* **WRITTEN TASK**: Can you convert the part of the records that opens with the line containing "indicate the brown hair, one dot per instance" and closes with the line containing "Target: blazer shoulder" into a numbered list, with both of those lines included and blank lines left out?

──────── MATERIAL SUPPLIED

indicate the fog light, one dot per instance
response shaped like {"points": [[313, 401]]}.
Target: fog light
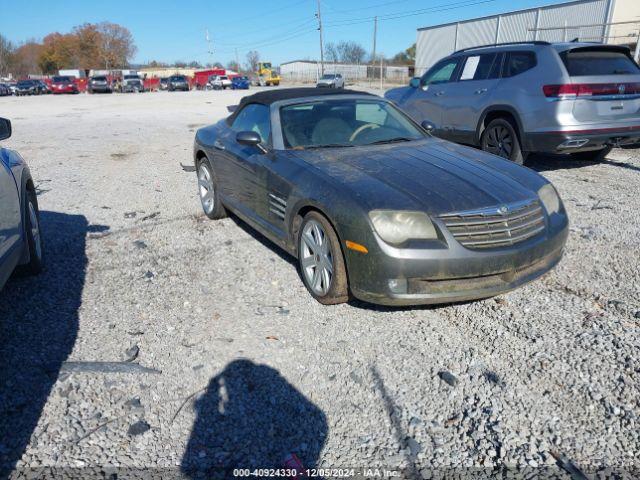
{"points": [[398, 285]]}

────────────────
──────── MATERIAL SUPPLIED

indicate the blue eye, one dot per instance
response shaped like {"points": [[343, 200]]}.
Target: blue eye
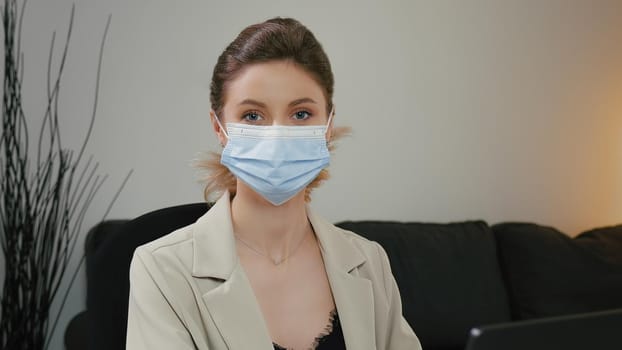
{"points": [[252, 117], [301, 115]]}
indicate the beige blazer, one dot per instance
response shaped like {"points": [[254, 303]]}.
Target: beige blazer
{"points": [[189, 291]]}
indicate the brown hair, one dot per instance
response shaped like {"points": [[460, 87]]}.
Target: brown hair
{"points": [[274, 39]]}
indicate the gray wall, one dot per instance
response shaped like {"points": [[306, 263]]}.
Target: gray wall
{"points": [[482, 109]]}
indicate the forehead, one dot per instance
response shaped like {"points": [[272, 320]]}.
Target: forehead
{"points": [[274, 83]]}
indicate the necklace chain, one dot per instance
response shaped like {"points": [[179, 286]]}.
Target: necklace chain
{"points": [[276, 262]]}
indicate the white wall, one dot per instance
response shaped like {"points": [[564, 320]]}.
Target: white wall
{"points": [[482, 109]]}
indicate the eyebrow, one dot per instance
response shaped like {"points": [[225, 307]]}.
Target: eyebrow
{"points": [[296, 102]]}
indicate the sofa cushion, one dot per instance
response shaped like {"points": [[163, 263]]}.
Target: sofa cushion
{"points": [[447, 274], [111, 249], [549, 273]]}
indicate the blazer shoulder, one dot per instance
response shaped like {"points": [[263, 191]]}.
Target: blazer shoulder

────────────────
──────── MATERIAL SUPPLIED

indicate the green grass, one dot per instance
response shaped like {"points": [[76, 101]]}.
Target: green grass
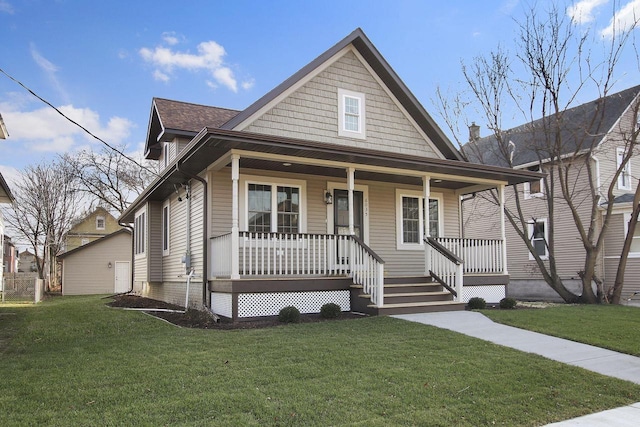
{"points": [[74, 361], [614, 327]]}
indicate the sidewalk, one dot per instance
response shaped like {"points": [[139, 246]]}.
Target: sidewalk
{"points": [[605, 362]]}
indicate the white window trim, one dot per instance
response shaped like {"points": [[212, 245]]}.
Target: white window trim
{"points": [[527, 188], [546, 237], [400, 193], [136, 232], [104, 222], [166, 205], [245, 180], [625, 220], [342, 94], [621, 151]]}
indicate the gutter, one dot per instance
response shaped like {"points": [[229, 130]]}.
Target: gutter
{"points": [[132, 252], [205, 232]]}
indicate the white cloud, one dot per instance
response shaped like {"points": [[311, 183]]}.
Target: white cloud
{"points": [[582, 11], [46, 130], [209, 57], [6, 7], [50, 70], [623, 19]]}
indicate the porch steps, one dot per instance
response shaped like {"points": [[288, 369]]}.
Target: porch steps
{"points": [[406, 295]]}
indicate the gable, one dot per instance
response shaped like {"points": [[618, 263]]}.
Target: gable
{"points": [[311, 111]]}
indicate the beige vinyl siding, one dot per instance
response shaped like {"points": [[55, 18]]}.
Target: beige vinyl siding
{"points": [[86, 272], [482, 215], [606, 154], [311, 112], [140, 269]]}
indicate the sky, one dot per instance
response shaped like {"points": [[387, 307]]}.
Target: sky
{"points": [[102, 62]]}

────────────────

* **EXERCISE RESULT**:
1. indicate the brown hair, one dot per instance
2. response shaped like {"points": [[460, 87]]}.
3. Target: brown hair
4. {"points": [[274, 39]]}
5. indicate the gray wall, one dot per instance
6. response shaped like {"points": [[306, 263]]}.
7. Target: gray wall
8. {"points": [[482, 109]]}
9. indicate the forehead, one dot per instance
10. response shaped like {"points": [[272, 320]]}.
11. Target: forehead
12. {"points": [[274, 83]]}
13. indicate the necklace chain, one dot per instance
14. response shaped like {"points": [[179, 286]]}.
15. Target: necklace chain
16. {"points": [[276, 262]]}
17. indicate the white wall, one dot per instance
18. response shaped like {"points": [[564, 320]]}.
19. Target: white wall
20. {"points": [[482, 109]]}
21. indicate the eyebrow, one dot per instance
22. response shaped like {"points": [[225, 307]]}.
23. Target: eyebrow
24. {"points": [[296, 102]]}
25. indicate the sofa cushion, one dot per instance
26. response shaped like {"points": [[163, 263]]}.
27. Target: sofa cushion
28. {"points": [[447, 274], [111, 249], [549, 273]]}
29. indicate the blazer shoulder, one dot per instance
30. response shaped like {"points": [[263, 191]]}.
31. Target: blazer shoulder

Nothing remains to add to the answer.